_Ответьте на вопросы_:
1) Выведите дословно отрывок из текста о бизнесе и политике: от слов "Во-первых, если вы" до слов "хотелось бы избежать." включительно.
2) Что, согласно тексту о бизнесе и политике, должен сделать тот, кто занимается политикой?

_Текст для чтения_:

╔══

Во-первых, если вы обратили внимание, то я на тему бизнеса очень редко высказываюсь. Я считаю, что деньги любят тишину. А с другой стороны, с большим удовольствием общаюсь на политические темы. Я считаю, что уровень известности в такой стране, как Украина — это плюс и фактор защиты от разных наездов. Но смешивать бизнес и политику недопустимо. Если ты занимаешься политикой, ты должен отказаться от занятия бизнесом. Это сочетание всегда приводит к конфликту интересов и, в итоге, к разнообразной грязи, которой хотелось бы избежать.

╚══

_Фрагмент набора данных_:
╔══

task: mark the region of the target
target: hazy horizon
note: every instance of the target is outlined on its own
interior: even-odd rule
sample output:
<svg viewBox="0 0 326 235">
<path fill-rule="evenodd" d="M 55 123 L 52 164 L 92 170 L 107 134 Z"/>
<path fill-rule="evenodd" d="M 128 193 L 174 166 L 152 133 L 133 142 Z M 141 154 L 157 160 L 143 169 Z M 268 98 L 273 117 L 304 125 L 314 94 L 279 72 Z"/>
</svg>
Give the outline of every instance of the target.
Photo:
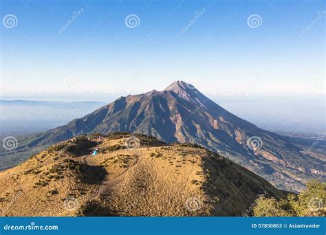
<svg viewBox="0 0 326 235">
<path fill-rule="evenodd" d="M 1 6 L 16 17 L 1 27 L 3 96 L 140 93 L 175 80 L 206 94 L 325 95 L 323 1 Z"/>
</svg>

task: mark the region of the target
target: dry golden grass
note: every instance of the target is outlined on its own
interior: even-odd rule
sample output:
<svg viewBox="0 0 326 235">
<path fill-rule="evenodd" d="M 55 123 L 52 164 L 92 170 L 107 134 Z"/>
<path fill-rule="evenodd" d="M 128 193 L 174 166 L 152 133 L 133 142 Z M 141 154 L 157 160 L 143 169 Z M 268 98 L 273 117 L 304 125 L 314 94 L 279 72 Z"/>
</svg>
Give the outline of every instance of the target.
<svg viewBox="0 0 326 235">
<path fill-rule="evenodd" d="M 0 172 L 1 215 L 235 216 L 259 193 L 283 196 L 204 148 L 141 135 L 133 148 L 129 137 L 65 142 Z"/>
</svg>

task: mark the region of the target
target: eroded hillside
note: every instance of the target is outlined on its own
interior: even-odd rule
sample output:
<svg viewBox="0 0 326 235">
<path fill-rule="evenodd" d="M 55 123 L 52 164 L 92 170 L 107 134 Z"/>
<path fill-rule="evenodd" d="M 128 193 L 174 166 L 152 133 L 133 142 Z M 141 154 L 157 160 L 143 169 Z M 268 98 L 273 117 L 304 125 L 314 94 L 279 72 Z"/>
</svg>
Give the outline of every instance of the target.
<svg viewBox="0 0 326 235">
<path fill-rule="evenodd" d="M 122 133 L 74 137 L 0 172 L 1 216 L 241 216 L 262 194 L 284 197 L 199 146 Z"/>
</svg>

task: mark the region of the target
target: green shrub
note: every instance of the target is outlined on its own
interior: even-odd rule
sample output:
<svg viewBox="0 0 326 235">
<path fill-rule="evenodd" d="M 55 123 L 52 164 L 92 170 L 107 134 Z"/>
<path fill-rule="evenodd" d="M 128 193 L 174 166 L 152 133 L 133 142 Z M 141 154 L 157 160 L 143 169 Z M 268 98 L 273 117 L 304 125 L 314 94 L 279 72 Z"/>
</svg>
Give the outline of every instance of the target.
<svg viewBox="0 0 326 235">
<path fill-rule="evenodd" d="M 290 194 L 286 199 L 261 196 L 255 201 L 254 216 L 325 216 L 326 183 L 316 180 L 307 183 L 298 196 Z"/>
</svg>

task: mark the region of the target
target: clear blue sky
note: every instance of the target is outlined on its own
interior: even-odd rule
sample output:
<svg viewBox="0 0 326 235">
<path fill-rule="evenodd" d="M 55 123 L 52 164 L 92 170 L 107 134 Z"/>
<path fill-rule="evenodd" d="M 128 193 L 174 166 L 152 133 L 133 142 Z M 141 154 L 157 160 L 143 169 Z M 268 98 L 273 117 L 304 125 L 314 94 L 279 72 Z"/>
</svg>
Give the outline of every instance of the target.
<svg viewBox="0 0 326 235">
<path fill-rule="evenodd" d="M 2 0 L 1 19 L 18 21 L 1 25 L 2 95 L 93 93 L 96 100 L 161 90 L 175 80 L 195 81 L 206 93 L 325 93 L 325 4 Z M 135 27 L 126 25 L 129 14 L 140 20 Z M 252 14 L 257 27 L 248 25 Z"/>
</svg>

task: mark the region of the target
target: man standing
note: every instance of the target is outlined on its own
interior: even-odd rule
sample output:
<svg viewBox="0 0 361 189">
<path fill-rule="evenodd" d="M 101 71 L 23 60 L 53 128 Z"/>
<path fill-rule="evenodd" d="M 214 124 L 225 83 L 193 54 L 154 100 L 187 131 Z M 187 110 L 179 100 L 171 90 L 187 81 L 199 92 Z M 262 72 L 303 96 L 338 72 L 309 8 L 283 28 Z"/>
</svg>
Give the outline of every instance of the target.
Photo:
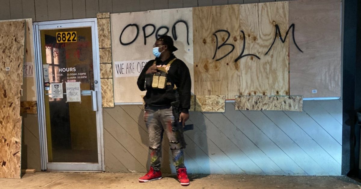
<svg viewBox="0 0 361 189">
<path fill-rule="evenodd" d="M 183 149 L 186 144 L 182 127 L 189 118 L 191 85 L 189 70 L 184 62 L 173 54 L 178 49 L 170 37 L 160 37 L 153 48 L 153 54 L 156 58 L 145 64 L 137 82 L 140 90 L 147 90 L 143 98 L 145 103 L 144 119 L 151 150 L 150 169 L 139 178 L 139 181 L 162 178 L 161 145 L 165 131 L 178 179 L 181 185 L 187 186 L 190 182 L 184 165 Z M 179 106 L 174 107 L 175 104 Z M 173 113 L 177 109 L 180 113 Z M 179 117 L 175 117 L 174 115 L 179 115 Z"/>
</svg>

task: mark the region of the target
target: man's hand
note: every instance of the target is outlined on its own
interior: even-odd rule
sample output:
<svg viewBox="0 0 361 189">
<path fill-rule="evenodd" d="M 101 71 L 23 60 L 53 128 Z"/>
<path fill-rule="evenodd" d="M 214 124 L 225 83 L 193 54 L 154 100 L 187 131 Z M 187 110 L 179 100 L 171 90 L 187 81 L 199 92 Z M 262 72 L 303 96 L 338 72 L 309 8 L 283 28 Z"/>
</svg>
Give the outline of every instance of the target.
<svg viewBox="0 0 361 189">
<path fill-rule="evenodd" d="M 181 112 L 179 115 L 179 122 L 182 122 L 183 125 L 183 127 L 184 127 L 184 124 L 187 120 L 189 119 L 189 114 Z"/>
<path fill-rule="evenodd" d="M 152 66 L 151 66 L 148 68 L 148 70 L 145 72 L 145 74 L 148 74 L 148 73 L 154 73 L 157 72 L 157 66 L 154 64 Z"/>
</svg>

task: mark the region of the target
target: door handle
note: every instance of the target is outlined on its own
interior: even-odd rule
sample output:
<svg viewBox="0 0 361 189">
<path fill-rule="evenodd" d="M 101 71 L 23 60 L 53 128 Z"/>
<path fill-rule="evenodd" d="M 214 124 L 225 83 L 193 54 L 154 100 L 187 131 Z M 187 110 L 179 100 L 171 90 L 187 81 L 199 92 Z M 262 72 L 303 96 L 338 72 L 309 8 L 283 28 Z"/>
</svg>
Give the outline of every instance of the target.
<svg viewBox="0 0 361 189">
<path fill-rule="evenodd" d="M 91 99 L 91 107 L 93 111 L 98 111 L 98 91 L 93 90 L 82 91 L 82 96 L 90 96 Z"/>
<path fill-rule="evenodd" d="M 93 111 L 98 111 L 98 91 L 91 91 L 91 107 Z"/>
</svg>

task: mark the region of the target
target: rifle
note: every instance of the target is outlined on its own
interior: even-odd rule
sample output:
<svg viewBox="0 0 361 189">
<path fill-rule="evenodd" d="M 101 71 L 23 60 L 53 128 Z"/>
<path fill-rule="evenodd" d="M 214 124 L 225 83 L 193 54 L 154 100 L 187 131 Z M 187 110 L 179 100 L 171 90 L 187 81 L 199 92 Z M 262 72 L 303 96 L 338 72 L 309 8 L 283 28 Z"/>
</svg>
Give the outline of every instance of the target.
<svg viewBox="0 0 361 189">
<path fill-rule="evenodd" d="M 172 112 L 173 113 L 173 116 L 174 116 L 174 122 L 172 125 L 172 131 L 173 132 L 177 132 L 179 131 L 180 132 L 181 138 L 180 144 L 182 147 L 185 148 L 186 140 L 184 139 L 184 136 L 183 136 L 183 132 L 184 130 L 183 128 L 183 124 L 182 122 L 179 122 L 179 115 L 180 114 L 180 109 L 179 108 L 179 101 L 176 100 L 170 103 L 170 105 L 172 106 Z M 191 128 L 191 129 L 193 129 L 193 125 L 187 125 L 187 127 L 188 129 Z M 186 127 L 186 126 L 184 127 Z"/>
</svg>

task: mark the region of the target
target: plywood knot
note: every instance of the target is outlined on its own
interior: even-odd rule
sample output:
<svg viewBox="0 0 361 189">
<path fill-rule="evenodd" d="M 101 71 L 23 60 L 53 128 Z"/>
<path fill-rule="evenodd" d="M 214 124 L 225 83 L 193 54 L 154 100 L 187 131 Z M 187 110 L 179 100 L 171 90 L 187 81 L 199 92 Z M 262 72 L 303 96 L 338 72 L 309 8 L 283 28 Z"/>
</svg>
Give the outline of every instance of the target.
<svg viewBox="0 0 361 189">
<path fill-rule="evenodd" d="M 204 68 L 204 69 L 206 71 L 208 71 L 208 64 L 206 63 L 204 64 L 204 66 L 203 66 L 203 68 Z"/>
<path fill-rule="evenodd" d="M 238 70 L 239 68 L 239 66 L 238 66 L 238 63 L 237 62 L 234 62 L 234 68 L 236 70 Z"/>
</svg>

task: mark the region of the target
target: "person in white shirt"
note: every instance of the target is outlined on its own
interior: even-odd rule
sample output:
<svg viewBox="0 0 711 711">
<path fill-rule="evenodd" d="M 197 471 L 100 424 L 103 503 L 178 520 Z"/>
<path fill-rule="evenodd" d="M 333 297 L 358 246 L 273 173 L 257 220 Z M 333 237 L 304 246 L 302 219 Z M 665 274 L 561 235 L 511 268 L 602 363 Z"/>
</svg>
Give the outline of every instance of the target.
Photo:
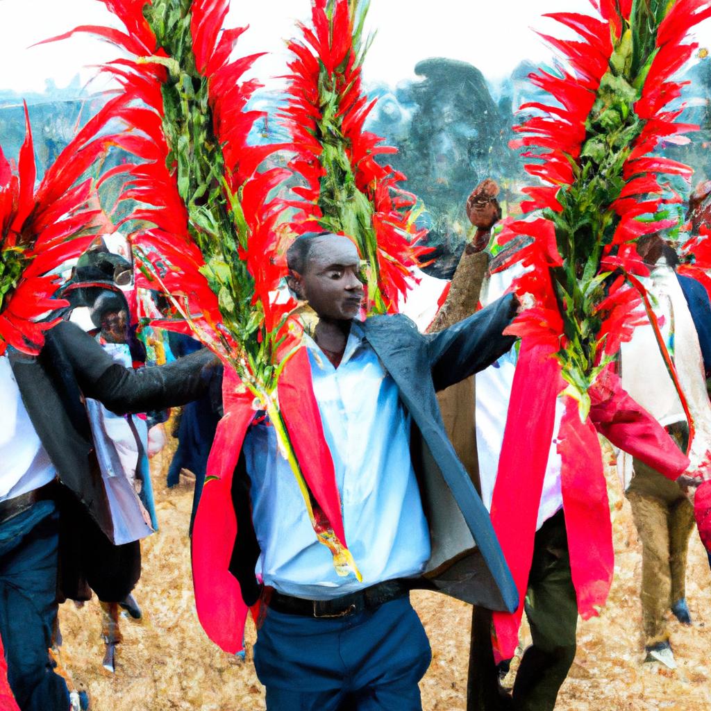
<svg viewBox="0 0 711 711">
<path fill-rule="evenodd" d="M 117 412 L 184 404 L 209 387 L 208 351 L 162 368 L 127 369 L 60 321 L 37 357 L 0 356 L 0 636 L 21 711 L 68 711 L 48 649 L 61 599 L 122 599 L 140 574 L 138 541 L 115 521 L 83 397 Z"/>
</svg>

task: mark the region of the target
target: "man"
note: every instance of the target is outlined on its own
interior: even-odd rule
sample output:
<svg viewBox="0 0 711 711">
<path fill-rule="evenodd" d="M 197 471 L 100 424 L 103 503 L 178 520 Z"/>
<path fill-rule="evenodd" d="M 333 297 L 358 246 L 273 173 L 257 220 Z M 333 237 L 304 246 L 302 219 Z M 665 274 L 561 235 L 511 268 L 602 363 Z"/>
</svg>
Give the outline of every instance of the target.
<svg viewBox="0 0 711 711">
<path fill-rule="evenodd" d="M 520 273 L 520 267 L 513 267 L 491 274 L 482 302 L 498 298 L 509 287 L 517 273 Z M 488 507 L 491 506 L 496 486 L 516 363 L 517 356 L 512 350 L 493 367 L 476 375 L 476 451 L 482 499 Z M 591 396 L 591 419 L 596 427 L 614 444 L 637 453 L 648 462 L 655 461 L 663 471 L 658 476 L 678 496 L 683 497 L 682 486 L 690 480 L 686 475 L 680 475 L 687 469 L 689 460 L 656 421 L 621 392 L 621 399 L 618 400 L 620 421 L 614 429 L 606 429 L 606 425 L 614 422 L 614 408 L 601 402 L 597 390 L 592 390 Z M 562 462 L 557 451 L 557 432 L 562 414 L 559 400 L 555 434 L 538 501 L 533 554 L 524 604 L 532 644 L 521 658 L 512 693 L 505 692 L 498 683 L 497 675 L 505 675 L 510 661 L 503 660 L 498 668 L 494 667 L 491 614 L 481 608 L 474 611 L 469 683 L 470 711 L 552 711 L 575 657 L 578 604 L 571 572 Z"/>
<path fill-rule="evenodd" d="M 287 256 L 291 288 L 319 316 L 306 348 L 346 539 L 363 582 L 333 570 L 273 428 L 257 419 L 232 490 L 239 525 L 232 570 L 248 604 L 259 594 L 255 572 L 264 586 L 255 666 L 270 711 L 415 711 L 430 651 L 408 591 L 434 587 L 500 609 L 516 604 L 434 392 L 510 347 L 502 332 L 518 302 L 506 296 L 453 328 L 422 336 L 404 316 L 356 320 L 363 283 L 349 239 L 303 235 Z M 473 539 L 488 570 L 473 562 Z"/>
<path fill-rule="evenodd" d="M 708 327 L 711 319 L 708 298 L 697 282 L 677 276 L 676 253 L 659 235 L 640 240 L 638 251 L 651 269 L 650 277 L 643 281 L 693 420 L 695 435 L 690 456 L 692 461 L 700 463 L 711 450 L 711 404 L 696 321 L 705 322 Z M 699 299 L 697 310 L 703 307 L 700 319 L 695 319 L 689 308 L 697 287 L 705 296 Z M 632 340 L 623 345 L 621 355 L 625 389 L 685 451 L 689 438 L 687 416 L 651 326 L 637 328 Z M 635 459 L 632 469 L 634 476 L 626 482 L 629 485 L 626 493 L 642 543 L 645 661 L 661 662 L 673 669 L 676 662 L 665 614 L 670 609 L 682 624 L 691 624 L 686 602 L 686 560 L 694 530 L 694 509 L 684 492 L 653 468 Z"/>
<path fill-rule="evenodd" d="M 63 321 L 41 353 L 0 357 L 0 636 L 22 711 L 68 711 L 48 648 L 63 598 L 121 600 L 140 574 L 135 541 L 113 545 L 113 520 L 82 398 L 116 412 L 185 403 L 208 387 L 208 351 L 161 368 L 115 363 Z"/>
</svg>

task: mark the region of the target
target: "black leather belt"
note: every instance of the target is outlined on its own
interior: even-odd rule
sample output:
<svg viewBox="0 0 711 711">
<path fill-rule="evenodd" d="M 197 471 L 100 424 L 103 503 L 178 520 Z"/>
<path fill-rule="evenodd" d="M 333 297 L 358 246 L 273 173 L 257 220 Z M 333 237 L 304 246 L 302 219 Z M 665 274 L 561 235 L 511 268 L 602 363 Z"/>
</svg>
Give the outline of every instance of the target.
<svg viewBox="0 0 711 711">
<path fill-rule="evenodd" d="M 385 580 L 370 587 L 342 595 L 330 600 L 305 600 L 301 597 L 283 595 L 276 590 L 268 591 L 267 604 L 277 612 L 304 617 L 345 617 L 363 610 L 372 610 L 385 602 L 407 595 L 412 584 L 407 580 Z"/>
<path fill-rule="evenodd" d="M 53 481 L 46 483 L 39 488 L 21 493 L 19 496 L 13 496 L 4 501 L 0 501 L 0 523 L 4 523 L 11 518 L 19 515 L 26 511 L 38 501 L 46 501 L 55 498 L 56 484 Z"/>
</svg>

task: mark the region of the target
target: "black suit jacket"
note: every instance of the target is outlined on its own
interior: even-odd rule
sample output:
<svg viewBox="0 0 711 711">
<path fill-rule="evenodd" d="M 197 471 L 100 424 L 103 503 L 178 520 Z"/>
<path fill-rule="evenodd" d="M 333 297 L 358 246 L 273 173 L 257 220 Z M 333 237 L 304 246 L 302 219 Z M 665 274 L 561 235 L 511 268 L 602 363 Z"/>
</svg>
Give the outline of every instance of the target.
<svg viewBox="0 0 711 711">
<path fill-rule="evenodd" d="M 435 392 L 483 370 L 511 348 L 515 339 L 503 331 L 511 319 L 512 298 L 505 296 L 435 333 L 420 333 L 402 315 L 373 316 L 361 324 L 412 417 L 412 463 L 432 542 L 419 587 L 509 611 L 518 604 L 515 586 L 488 513 L 447 437 Z M 232 484 L 240 523 L 230 570 L 251 604 L 259 592 L 255 580 L 259 545 L 247 525 L 248 488 L 240 456 Z"/>
<path fill-rule="evenodd" d="M 39 356 L 13 349 L 9 355 L 23 402 L 60 482 L 63 597 L 85 598 L 88 580 L 102 599 L 120 599 L 138 579 L 140 548 L 137 542 L 110 544 L 111 513 L 83 397 L 119 414 L 184 405 L 208 390 L 213 369 L 206 366 L 213 356 L 203 350 L 161 368 L 134 370 L 115 363 L 68 321 L 47 333 Z"/>
</svg>

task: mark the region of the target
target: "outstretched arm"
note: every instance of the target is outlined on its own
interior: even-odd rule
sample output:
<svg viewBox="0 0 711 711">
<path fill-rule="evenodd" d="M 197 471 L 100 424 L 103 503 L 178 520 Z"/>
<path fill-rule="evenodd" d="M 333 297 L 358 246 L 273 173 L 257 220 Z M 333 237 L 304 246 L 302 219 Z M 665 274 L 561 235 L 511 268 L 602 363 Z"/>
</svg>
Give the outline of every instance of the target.
<svg viewBox="0 0 711 711">
<path fill-rule="evenodd" d="M 503 330 L 518 308 L 518 299 L 508 294 L 449 328 L 427 334 L 434 389 L 483 370 L 506 353 L 516 339 L 504 336 Z"/>
<path fill-rule="evenodd" d="M 669 433 L 622 388 L 619 378 L 604 370 L 590 388 L 590 419 L 615 447 L 675 481 L 689 458 Z"/>
<path fill-rule="evenodd" d="M 206 348 L 173 363 L 134 370 L 116 363 L 75 324 L 63 321 L 48 334 L 47 346 L 68 360 L 82 392 L 123 415 L 184 405 L 209 386 L 216 357 Z"/>
</svg>

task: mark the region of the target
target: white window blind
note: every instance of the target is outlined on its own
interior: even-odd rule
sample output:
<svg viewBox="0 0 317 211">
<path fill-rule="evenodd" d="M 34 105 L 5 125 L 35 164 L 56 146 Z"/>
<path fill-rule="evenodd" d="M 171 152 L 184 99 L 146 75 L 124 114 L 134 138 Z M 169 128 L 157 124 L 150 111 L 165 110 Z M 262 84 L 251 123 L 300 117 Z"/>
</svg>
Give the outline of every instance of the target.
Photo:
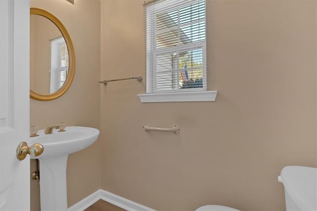
<svg viewBox="0 0 317 211">
<path fill-rule="evenodd" d="M 64 84 L 68 72 L 67 47 L 63 37 L 51 41 L 50 93 L 57 91 Z"/>
<path fill-rule="evenodd" d="M 165 0 L 146 7 L 147 93 L 207 90 L 205 3 Z"/>
</svg>

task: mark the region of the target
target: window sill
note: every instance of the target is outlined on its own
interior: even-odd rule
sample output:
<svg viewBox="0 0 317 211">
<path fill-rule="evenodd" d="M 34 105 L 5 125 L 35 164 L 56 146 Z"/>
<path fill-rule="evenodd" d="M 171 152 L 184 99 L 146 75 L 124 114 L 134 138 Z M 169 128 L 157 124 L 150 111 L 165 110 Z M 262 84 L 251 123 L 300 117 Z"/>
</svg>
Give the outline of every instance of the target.
<svg viewBox="0 0 317 211">
<path fill-rule="evenodd" d="M 201 91 L 138 95 L 141 103 L 215 101 L 216 91 Z"/>
</svg>

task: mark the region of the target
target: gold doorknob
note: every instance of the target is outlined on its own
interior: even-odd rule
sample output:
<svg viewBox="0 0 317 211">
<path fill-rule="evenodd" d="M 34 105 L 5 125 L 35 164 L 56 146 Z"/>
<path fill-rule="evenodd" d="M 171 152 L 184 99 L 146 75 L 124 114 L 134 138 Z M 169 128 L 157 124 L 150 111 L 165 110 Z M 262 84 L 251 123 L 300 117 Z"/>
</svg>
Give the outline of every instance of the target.
<svg viewBox="0 0 317 211">
<path fill-rule="evenodd" d="M 41 144 L 34 144 L 30 147 L 24 141 L 21 142 L 16 148 L 16 158 L 19 160 L 24 159 L 27 154 L 36 157 L 42 154 L 44 151 L 44 147 Z"/>
</svg>

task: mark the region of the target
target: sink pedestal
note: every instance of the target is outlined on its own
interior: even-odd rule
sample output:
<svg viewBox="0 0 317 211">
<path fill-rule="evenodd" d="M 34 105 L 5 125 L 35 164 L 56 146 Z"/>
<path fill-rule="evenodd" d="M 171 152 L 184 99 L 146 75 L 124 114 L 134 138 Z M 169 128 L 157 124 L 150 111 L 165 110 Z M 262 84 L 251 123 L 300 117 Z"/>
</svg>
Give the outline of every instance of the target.
<svg viewBox="0 0 317 211">
<path fill-rule="evenodd" d="M 66 168 L 68 155 L 42 158 L 40 161 L 41 210 L 67 210 Z"/>
<path fill-rule="evenodd" d="M 45 134 L 39 130 L 38 136 L 30 138 L 29 144 L 40 143 L 43 153 L 31 159 L 40 161 L 40 187 L 42 211 L 67 210 L 66 167 L 68 155 L 83 150 L 96 141 L 99 130 L 91 127 L 66 127 L 61 133 L 57 130 Z"/>
</svg>

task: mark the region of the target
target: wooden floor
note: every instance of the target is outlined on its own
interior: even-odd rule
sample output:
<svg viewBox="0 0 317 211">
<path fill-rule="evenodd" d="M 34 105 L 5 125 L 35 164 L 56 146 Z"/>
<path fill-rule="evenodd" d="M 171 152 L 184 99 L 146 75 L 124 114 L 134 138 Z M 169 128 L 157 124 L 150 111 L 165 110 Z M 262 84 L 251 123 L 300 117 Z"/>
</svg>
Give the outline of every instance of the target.
<svg viewBox="0 0 317 211">
<path fill-rule="evenodd" d="M 100 200 L 84 211 L 126 211 L 118 207 Z"/>
</svg>

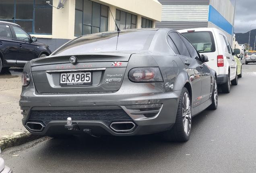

╚══

_Ответы к заданиям_:
1)
Во-первых, если вы обратили внимание, то я на тему бизнеса очень редко высказываюсь. Я считаю, что деньги любят тишину. А с другой стороны, с большим удовольствием общаюсь на политические темы. Я считаю, что уровень известности в такой стране, как Украина — это плюс и фактор защиты от разных наездов. Но смешивать бизнес и политику недопустимо. Если ты занимаешься политикой, ты должен отказаться от занятия бизнесом. Это сочетание всегда приводит к конфликту интересов и, в итоге, к разнообразной грязи, которой хотелось бы избежать.

2) Отказаться от занятия бизнесом.